- **Work to do**:
In the rows below, reproduce word for word everything from the line containing "Locate the curved" down to the line containing "130], [174, 119]]", with both of those lines included. Leave the pictures out of your answer.
:: Dataset entries
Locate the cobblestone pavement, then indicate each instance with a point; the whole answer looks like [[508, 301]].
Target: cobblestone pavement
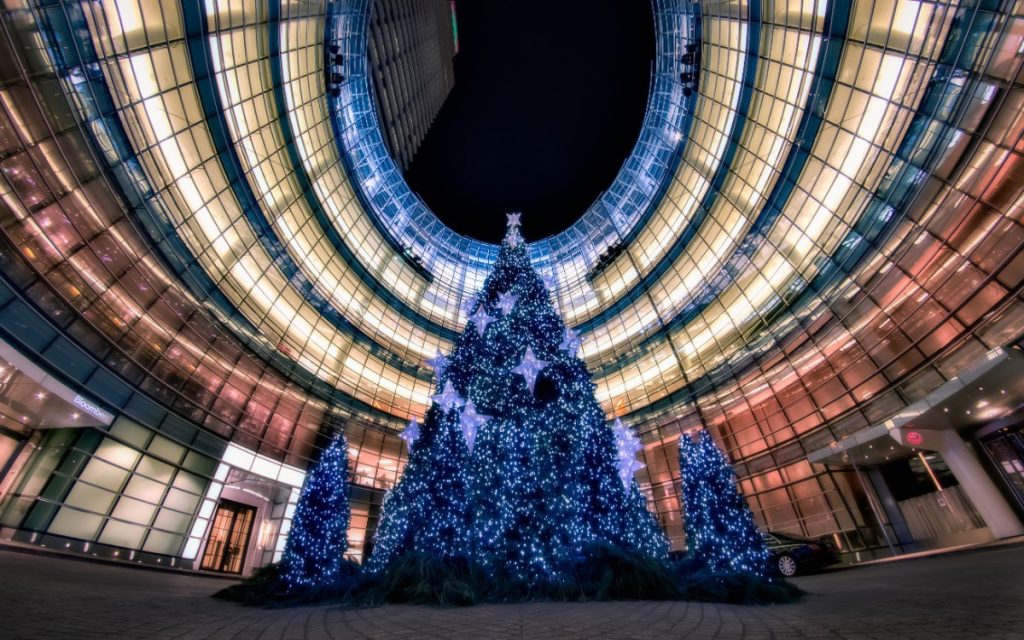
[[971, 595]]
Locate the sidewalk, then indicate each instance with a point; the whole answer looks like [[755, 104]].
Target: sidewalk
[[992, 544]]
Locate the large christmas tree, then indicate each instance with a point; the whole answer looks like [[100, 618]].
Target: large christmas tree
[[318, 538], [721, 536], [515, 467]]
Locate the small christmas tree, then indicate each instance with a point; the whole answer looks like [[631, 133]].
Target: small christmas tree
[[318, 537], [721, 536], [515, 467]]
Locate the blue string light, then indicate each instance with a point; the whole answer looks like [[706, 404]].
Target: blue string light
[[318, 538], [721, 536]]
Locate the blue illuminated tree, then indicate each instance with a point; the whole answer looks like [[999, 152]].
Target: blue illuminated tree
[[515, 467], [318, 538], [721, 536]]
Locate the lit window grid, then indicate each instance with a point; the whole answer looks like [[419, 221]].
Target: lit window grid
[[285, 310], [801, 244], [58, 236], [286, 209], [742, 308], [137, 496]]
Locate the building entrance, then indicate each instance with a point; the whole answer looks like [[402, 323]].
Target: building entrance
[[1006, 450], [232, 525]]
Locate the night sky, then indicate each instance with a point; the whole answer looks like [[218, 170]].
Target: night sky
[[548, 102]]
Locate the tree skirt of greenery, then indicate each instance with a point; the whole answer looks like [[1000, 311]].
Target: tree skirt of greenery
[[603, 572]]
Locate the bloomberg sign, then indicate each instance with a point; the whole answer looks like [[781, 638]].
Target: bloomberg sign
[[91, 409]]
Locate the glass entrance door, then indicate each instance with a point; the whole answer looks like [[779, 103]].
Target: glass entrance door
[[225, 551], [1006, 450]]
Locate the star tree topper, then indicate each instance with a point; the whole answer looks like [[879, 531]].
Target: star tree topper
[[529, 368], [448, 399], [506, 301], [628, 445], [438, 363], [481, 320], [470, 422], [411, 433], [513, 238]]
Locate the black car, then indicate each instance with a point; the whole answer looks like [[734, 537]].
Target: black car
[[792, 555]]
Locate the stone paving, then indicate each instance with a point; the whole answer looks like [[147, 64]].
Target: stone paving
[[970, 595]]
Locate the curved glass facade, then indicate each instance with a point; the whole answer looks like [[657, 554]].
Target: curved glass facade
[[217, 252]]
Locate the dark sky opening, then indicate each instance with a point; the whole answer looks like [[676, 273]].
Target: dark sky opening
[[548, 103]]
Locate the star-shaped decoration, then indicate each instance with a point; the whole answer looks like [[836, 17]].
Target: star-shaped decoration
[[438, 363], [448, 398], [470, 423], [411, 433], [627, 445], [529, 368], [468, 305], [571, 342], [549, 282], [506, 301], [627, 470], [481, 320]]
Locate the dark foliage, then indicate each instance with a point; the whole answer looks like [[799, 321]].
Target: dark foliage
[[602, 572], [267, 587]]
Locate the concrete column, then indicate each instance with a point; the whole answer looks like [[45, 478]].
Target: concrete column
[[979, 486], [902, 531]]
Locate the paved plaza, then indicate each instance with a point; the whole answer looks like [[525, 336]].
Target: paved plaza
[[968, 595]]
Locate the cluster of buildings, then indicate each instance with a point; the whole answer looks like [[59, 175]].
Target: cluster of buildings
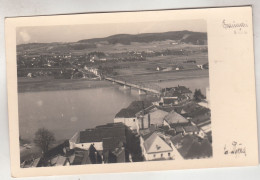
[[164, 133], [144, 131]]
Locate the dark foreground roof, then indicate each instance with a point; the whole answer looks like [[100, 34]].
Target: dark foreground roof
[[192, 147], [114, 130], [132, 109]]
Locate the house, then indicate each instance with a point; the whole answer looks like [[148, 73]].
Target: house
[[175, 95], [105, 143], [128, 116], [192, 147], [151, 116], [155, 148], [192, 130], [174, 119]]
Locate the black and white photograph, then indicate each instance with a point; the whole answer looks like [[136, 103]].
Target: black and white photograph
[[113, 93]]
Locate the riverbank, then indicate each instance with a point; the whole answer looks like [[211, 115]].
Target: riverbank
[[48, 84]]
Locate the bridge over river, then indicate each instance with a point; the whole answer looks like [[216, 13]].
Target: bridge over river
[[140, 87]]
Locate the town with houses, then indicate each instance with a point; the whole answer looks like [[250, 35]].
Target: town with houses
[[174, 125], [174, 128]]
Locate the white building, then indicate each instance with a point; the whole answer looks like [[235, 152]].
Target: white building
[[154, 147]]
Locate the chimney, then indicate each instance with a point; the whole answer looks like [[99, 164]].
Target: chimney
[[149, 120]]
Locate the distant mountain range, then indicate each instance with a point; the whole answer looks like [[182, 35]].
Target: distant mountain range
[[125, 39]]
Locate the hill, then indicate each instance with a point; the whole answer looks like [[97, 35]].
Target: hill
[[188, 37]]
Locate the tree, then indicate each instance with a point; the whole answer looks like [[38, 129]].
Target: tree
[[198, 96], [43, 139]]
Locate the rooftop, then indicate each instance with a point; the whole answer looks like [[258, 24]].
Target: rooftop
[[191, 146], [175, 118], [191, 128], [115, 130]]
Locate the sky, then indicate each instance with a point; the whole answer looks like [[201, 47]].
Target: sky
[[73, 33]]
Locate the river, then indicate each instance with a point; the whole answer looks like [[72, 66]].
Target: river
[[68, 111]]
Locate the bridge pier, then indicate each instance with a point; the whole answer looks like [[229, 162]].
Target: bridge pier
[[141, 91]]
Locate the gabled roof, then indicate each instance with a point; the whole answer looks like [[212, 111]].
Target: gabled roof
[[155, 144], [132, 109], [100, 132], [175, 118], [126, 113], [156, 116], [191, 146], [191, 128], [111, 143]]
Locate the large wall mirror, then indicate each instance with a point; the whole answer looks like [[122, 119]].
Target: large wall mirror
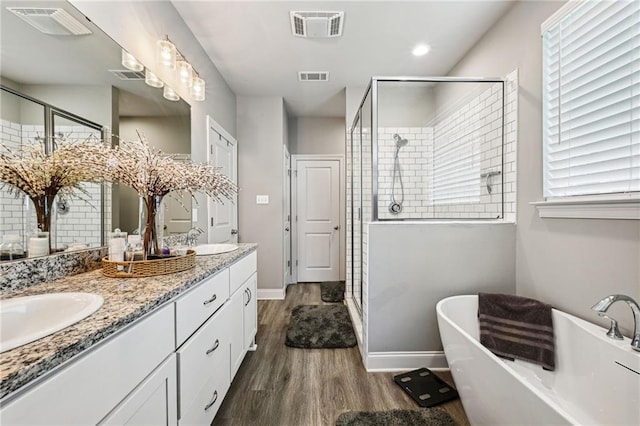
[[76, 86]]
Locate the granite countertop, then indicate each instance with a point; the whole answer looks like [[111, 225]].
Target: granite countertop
::::
:: Dataset entries
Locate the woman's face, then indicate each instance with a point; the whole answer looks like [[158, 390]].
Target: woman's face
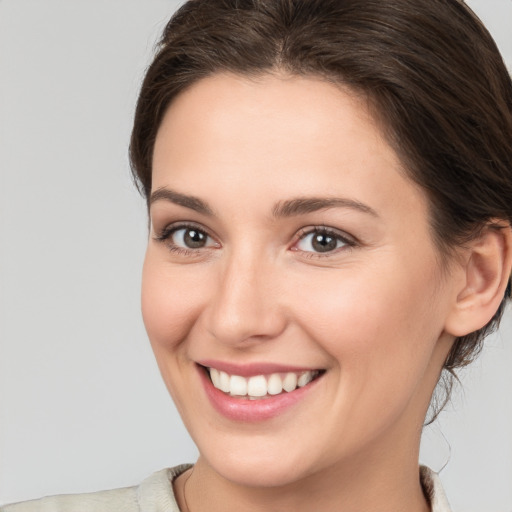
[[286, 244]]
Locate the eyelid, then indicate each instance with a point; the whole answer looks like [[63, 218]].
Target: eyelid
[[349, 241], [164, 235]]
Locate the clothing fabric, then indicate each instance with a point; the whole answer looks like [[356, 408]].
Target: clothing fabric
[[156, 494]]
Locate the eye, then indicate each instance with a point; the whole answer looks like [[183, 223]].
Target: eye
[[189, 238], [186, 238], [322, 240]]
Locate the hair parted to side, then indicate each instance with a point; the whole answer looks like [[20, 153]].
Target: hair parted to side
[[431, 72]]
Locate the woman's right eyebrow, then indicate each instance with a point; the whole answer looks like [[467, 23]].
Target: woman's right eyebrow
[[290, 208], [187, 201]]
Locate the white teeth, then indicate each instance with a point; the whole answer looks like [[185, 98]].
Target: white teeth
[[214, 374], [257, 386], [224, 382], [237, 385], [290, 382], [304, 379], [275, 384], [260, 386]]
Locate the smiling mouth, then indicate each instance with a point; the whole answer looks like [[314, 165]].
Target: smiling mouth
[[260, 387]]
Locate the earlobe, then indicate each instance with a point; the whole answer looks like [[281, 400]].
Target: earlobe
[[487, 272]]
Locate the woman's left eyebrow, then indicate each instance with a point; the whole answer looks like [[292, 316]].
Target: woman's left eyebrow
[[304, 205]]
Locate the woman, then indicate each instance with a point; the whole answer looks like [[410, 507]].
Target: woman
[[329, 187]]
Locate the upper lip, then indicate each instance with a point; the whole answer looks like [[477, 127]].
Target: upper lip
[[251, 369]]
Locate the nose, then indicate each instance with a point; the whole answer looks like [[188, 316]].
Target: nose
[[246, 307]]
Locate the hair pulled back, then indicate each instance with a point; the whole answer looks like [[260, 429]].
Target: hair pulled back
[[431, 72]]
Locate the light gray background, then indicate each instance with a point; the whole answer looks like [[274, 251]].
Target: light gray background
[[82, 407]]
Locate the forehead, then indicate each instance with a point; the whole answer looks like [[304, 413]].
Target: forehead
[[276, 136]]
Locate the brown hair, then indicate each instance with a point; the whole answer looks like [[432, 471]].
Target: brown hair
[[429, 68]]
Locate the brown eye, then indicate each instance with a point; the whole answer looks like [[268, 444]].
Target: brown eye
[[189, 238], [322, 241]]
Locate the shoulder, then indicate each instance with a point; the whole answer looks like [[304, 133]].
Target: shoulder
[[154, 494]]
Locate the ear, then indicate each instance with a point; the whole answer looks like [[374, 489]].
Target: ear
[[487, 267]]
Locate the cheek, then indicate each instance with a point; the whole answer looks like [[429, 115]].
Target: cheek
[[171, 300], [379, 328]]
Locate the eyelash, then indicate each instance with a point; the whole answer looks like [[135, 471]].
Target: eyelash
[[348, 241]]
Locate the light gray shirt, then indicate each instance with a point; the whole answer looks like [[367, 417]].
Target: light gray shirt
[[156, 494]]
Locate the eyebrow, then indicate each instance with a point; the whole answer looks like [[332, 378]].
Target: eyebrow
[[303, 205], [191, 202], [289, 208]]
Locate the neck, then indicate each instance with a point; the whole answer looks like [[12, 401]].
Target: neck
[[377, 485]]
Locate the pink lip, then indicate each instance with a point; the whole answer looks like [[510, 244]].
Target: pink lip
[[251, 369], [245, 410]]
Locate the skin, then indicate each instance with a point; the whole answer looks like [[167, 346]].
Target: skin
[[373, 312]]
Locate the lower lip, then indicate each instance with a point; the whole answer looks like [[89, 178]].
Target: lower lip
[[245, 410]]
::::
- **Answer for the task**:
Locate the curved glass facade, then indicate each instance with a point; the whole answer looks like [[657, 554]].
Target: curved glass facade
[[217, 252]]
Locate the dark sky opening, then indicate each instance with a point; the whole answer looks like [[676, 273]].
Target: dark sky opening
[[548, 103]]
Locate the star-shaped decoration, then indicate each instance with a point; the whole answer looks like [[836, 17]].
Target: star-shaped decoration
[[438, 363], [448, 398], [470, 423], [411, 433], [627, 445], [529, 368], [468, 305], [571, 342], [549, 282], [506, 301], [627, 470], [481, 320]]
Locate the dark foliage, then indicate each instance with a point; the whole answer looks like [[799, 321]].
Target: dark foliage
[[602, 572], [267, 587]]
Locate the concrete column, then indicate each instance with a point; the whole answer looks like [[45, 478]].
Target: concrete column
[[979, 486], [902, 531]]
Locate the paved plaza, then indicate each instance with a point; the whole answer looks like [[525, 336]].
Target: paved plaza
[[968, 595]]
Locate the cluster of buildings, then indicate each instance with a point; the whole answer looks like [[59, 175]].
Target: cluster of buildings
[[164, 133], [144, 131]]
Locate the dark foreground roof, then indicate each instance with a point; the whole answer looks like [[100, 34]].
Target: dark foreground roof
[[192, 147], [114, 130], [132, 109]]
Locate the house, then indicate each instance with a point; the whole answer looks like [[148, 73]].
Target: house
[[175, 95], [105, 143], [128, 116], [192, 147], [151, 116], [155, 148], [192, 130], [174, 119]]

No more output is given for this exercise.